INSTRUCTIONS FOR THE TASK: Retype, unchanged, the part of the data that opens with the line containing "Target: jersey collar" and runs through the end of the data, including both ends. Give only those lines.

***** MATERIAL PROVIDED *****

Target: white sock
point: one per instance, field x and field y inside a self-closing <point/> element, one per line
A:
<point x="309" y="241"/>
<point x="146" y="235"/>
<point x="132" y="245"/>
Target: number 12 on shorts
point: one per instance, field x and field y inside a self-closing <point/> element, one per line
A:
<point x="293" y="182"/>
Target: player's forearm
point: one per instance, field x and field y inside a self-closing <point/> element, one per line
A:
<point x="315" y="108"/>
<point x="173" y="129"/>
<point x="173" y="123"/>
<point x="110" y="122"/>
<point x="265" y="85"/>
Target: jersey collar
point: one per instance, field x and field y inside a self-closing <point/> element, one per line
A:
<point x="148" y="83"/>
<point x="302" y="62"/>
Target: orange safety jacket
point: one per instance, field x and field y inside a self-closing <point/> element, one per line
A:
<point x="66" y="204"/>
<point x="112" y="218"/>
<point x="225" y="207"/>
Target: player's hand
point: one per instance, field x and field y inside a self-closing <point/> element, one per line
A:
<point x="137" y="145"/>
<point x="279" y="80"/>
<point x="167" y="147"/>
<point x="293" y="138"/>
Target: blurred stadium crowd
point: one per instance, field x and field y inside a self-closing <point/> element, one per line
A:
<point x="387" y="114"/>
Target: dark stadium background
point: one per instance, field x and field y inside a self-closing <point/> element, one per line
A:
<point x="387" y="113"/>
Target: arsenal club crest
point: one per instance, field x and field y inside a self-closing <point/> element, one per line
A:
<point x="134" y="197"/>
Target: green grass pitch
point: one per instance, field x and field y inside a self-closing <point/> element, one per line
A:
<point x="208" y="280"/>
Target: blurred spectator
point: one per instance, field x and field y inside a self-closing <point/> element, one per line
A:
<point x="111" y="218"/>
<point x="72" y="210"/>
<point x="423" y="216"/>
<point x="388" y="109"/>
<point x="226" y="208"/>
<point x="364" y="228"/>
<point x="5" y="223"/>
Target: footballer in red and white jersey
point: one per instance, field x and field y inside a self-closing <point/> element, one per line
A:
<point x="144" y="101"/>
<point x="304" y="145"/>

*****

RIGHT ANSWER:
Target: jersey collar
point: one per instance, field x and field y inside a self-closing <point/> element, one per line
A:
<point x="148" y="83"/>
<point x="302" y="62"/>
Target: orange safety jacket
point: one per instance, field x and field y inside a self-closing <point/> element, one per line
A:
<point x="66" y="204"/>
<point x="112" y="218"/>
<point x="225" y="207"/>
Target: player's hand
point: one per instance, field x and field y inside a self-closing <point/> element, one per line
A:
<point x="137" y="145"/>
<point x="279" y="80"/>
<point x="167" y="147"/>
<point x="293" y="138"/>
Target: blurred stadium crowd
point: one per instance, field x and field y inside a self-closing <point/> element, one per line
A:
<point x="387" y="114"/>
Target: dark stadium background
point: one per instance, field x and field y inside a self-closing <point/> element, one per line
A:
<point x="387" y="113"/>
Target: arsenal club crest
point: one per instance, field x and field y inside a self-closing <point/> element, one per line
A:
<point x="134" y="197"/>
Target: green grass pitch
point: one per instance, field x and field y inside a self-closing <point/> element, one per line
A:
<point x="208" y="280"/>
Target: blurred spectator
point: one per instance, field x and field y inside a self-closing <point/> element, one per line
A:
<point x="111" y="218"/>
<point x="72" y="210"/>
<point x="423" y="216"/>
<point x="388" y="109"/>
<point x="226" y="208"/>
<point x="364" y="228"/>
<point x="5" y="223"/>
Target: footballer in red and white jersey
point: one per instance, field x and field y inside a self-closing <point/> element, one per line
A:
<point x="144" y="101"/>
<point x="304" y="145"/>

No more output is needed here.